* **TASK REQUIREMENTS**:
(A) In the passage on the uranium industry after Japan's disaster, how is Warwick Grigor described?
(B) Reproduce the passage on the uranium industry word for word, starting at "While the public" and ending at "of their industry.".

* **EXCERPT PROVIDED**:
+===+

As Japan faces the aftermath of the triple tragedies of earthquake, tsunami and nuclear pollution the world is again forced to confront the consequences of the faith it has placed in nuclear energy.
While the public is largely united in its desire to move away from nuclear energy the uranium industry remains upbeat in its assessment of what the unfolding situation in Japan means for the future of their industry.
The head of the Australian Uranium Association argues that the ongoing disaster in Japan does not raise safety concerns for the nuclear energy industry, going on to say that “the rest of Japan’s nuclear fleet is safe and of course the global nuclear fleet is safe”.
Given that the mining industry regular describes nuclear energy as clean and green we can only imagine what meaning they attach to the word ‘safe’.
Meanwhile Warwick Grigor, who is described as one of Australia’s foremost uranium analysts, appears less certain about the safety of the world’s nuclear power stations, but also less concerned. He is reported as saying that the industry has “an impeccable safety track record” but that “we need to remember that every industry has its disasters. Nothing is fail safe.” He goes on to say “We seem to accept that there will be deaths in coal mine accidents. It happens somewhere in the world every year. It is reported, dramatised if possible, and then it is back to business as usual. No-one has suggested that coal mining should be stopped.”

+===+

Data items
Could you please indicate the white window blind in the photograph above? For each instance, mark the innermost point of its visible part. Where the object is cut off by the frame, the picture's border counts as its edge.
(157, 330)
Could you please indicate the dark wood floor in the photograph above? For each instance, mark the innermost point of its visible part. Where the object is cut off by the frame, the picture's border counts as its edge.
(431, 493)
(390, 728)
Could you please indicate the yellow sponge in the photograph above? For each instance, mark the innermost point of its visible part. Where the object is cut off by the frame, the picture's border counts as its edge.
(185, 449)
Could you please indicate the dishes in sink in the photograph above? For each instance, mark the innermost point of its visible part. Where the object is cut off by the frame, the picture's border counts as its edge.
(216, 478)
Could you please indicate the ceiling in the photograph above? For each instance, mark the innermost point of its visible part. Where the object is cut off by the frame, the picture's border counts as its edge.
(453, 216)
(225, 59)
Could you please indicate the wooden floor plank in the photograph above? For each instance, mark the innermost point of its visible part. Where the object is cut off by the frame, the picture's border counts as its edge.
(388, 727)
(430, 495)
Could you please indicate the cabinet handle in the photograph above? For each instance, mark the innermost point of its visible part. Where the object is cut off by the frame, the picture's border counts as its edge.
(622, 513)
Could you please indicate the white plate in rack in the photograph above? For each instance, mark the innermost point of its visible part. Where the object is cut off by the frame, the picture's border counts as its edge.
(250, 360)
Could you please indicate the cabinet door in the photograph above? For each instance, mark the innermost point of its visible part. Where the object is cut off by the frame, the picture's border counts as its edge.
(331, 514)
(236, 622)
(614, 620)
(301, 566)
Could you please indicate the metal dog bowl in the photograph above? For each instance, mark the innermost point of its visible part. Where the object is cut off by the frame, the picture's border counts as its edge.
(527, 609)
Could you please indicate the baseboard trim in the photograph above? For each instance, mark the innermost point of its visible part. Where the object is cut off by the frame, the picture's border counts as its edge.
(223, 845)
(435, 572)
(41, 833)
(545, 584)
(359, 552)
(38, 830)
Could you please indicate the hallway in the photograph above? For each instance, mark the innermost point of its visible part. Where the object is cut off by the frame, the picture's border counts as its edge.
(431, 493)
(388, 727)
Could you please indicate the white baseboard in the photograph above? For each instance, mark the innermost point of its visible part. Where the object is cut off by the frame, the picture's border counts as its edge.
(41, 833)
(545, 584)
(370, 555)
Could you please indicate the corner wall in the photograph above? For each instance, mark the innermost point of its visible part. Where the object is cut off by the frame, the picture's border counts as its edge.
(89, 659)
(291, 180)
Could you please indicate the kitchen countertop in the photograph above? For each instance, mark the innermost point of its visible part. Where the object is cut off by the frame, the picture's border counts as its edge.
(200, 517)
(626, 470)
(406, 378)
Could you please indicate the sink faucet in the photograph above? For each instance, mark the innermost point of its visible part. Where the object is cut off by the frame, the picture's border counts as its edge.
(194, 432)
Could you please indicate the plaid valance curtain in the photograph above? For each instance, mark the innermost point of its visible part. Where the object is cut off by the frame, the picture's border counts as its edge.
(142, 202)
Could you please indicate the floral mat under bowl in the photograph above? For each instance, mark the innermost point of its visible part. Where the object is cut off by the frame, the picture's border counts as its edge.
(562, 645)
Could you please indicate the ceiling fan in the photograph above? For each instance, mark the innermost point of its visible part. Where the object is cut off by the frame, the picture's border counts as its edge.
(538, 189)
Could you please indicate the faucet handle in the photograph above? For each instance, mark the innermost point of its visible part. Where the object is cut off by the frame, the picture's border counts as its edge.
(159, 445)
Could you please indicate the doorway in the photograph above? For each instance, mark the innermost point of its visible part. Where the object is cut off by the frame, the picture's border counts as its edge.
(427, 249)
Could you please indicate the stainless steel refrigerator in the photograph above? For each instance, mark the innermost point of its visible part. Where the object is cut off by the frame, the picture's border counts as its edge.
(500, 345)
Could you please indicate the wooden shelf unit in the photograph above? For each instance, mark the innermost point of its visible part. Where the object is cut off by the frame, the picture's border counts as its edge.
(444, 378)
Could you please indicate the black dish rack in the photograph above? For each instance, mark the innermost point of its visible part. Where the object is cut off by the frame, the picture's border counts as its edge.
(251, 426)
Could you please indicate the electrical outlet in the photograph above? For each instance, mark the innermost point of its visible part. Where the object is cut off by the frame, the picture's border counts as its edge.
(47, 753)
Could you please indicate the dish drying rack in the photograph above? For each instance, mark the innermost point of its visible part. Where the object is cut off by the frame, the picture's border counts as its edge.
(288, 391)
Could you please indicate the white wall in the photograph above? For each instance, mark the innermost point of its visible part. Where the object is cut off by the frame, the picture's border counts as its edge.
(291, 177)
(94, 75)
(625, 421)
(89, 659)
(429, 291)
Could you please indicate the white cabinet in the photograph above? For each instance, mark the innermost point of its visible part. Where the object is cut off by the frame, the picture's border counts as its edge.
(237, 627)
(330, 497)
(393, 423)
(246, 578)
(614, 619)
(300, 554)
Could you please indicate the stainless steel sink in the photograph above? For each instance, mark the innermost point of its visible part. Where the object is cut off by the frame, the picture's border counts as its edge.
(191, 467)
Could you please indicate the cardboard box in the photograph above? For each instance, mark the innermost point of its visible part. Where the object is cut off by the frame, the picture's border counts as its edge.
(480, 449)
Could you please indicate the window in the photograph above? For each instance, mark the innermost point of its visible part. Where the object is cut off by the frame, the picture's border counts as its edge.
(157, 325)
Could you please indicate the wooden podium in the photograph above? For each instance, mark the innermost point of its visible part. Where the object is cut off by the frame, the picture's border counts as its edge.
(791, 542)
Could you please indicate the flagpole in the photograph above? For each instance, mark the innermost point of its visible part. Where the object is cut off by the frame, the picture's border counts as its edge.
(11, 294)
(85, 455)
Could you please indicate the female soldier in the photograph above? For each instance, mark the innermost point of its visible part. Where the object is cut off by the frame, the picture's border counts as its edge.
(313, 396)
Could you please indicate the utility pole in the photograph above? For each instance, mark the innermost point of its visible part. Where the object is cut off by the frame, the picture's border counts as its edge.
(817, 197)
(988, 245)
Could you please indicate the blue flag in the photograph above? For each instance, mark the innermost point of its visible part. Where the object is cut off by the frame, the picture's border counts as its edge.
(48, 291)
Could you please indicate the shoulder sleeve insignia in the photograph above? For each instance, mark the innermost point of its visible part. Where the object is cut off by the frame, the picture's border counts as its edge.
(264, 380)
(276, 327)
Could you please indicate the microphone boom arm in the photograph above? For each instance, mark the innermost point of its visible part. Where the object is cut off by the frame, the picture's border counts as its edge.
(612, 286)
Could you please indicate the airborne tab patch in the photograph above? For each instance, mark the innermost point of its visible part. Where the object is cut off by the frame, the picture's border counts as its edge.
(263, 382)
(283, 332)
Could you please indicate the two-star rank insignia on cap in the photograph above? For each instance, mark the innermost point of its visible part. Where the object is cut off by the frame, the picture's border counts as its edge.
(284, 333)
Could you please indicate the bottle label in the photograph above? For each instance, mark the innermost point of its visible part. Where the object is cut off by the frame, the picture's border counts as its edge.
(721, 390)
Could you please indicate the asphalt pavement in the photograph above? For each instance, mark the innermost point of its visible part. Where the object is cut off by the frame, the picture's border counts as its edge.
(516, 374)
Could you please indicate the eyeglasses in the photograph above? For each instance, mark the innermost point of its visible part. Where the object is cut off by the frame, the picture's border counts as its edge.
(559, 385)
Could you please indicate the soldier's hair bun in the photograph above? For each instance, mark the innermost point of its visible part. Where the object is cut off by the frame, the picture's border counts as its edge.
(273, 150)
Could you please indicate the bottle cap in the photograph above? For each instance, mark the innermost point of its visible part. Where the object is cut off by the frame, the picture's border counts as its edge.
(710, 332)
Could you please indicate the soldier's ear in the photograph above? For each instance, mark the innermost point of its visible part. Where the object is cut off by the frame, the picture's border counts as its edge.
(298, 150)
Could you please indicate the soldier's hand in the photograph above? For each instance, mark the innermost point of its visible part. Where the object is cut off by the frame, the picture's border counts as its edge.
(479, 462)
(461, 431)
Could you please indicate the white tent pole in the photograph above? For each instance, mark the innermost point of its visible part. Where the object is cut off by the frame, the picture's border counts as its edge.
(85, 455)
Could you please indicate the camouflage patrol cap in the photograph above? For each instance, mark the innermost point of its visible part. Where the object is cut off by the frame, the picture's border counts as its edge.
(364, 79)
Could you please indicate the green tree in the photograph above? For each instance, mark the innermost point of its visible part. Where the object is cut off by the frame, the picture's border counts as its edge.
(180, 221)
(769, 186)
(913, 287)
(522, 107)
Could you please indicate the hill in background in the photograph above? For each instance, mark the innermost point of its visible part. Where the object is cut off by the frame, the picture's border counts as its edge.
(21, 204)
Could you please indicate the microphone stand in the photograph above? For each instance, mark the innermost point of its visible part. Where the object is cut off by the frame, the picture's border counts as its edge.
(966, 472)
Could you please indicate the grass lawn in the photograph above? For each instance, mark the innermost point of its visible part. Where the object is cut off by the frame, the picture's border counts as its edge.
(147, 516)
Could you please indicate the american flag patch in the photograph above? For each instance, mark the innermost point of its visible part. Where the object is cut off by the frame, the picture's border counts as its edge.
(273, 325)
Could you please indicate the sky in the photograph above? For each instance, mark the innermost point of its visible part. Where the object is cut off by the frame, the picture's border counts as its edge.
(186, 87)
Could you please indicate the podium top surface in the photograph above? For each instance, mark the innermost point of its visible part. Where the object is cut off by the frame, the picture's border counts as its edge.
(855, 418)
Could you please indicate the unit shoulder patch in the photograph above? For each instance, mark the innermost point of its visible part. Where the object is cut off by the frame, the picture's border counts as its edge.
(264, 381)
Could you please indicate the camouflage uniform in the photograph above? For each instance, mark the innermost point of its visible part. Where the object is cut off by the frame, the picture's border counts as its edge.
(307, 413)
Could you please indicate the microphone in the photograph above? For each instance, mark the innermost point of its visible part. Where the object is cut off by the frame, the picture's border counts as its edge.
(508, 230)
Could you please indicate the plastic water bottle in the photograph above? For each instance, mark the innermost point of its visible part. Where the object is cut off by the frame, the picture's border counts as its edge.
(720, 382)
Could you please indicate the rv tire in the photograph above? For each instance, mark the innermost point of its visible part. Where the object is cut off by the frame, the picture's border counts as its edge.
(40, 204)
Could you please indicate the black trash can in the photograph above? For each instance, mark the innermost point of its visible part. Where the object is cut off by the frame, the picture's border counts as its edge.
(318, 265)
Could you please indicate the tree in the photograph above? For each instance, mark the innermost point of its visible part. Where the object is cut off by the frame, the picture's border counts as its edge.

+===+

* **EXPECTED RESULTS**:
(A) As one of Australia's foremost uranium analysts.

(B)
While the public is largely united in its desire to move away from nuclear energy the uranium industry remains upbeat in its assessment of what the unfolding situation in Japan means for the future of their industry.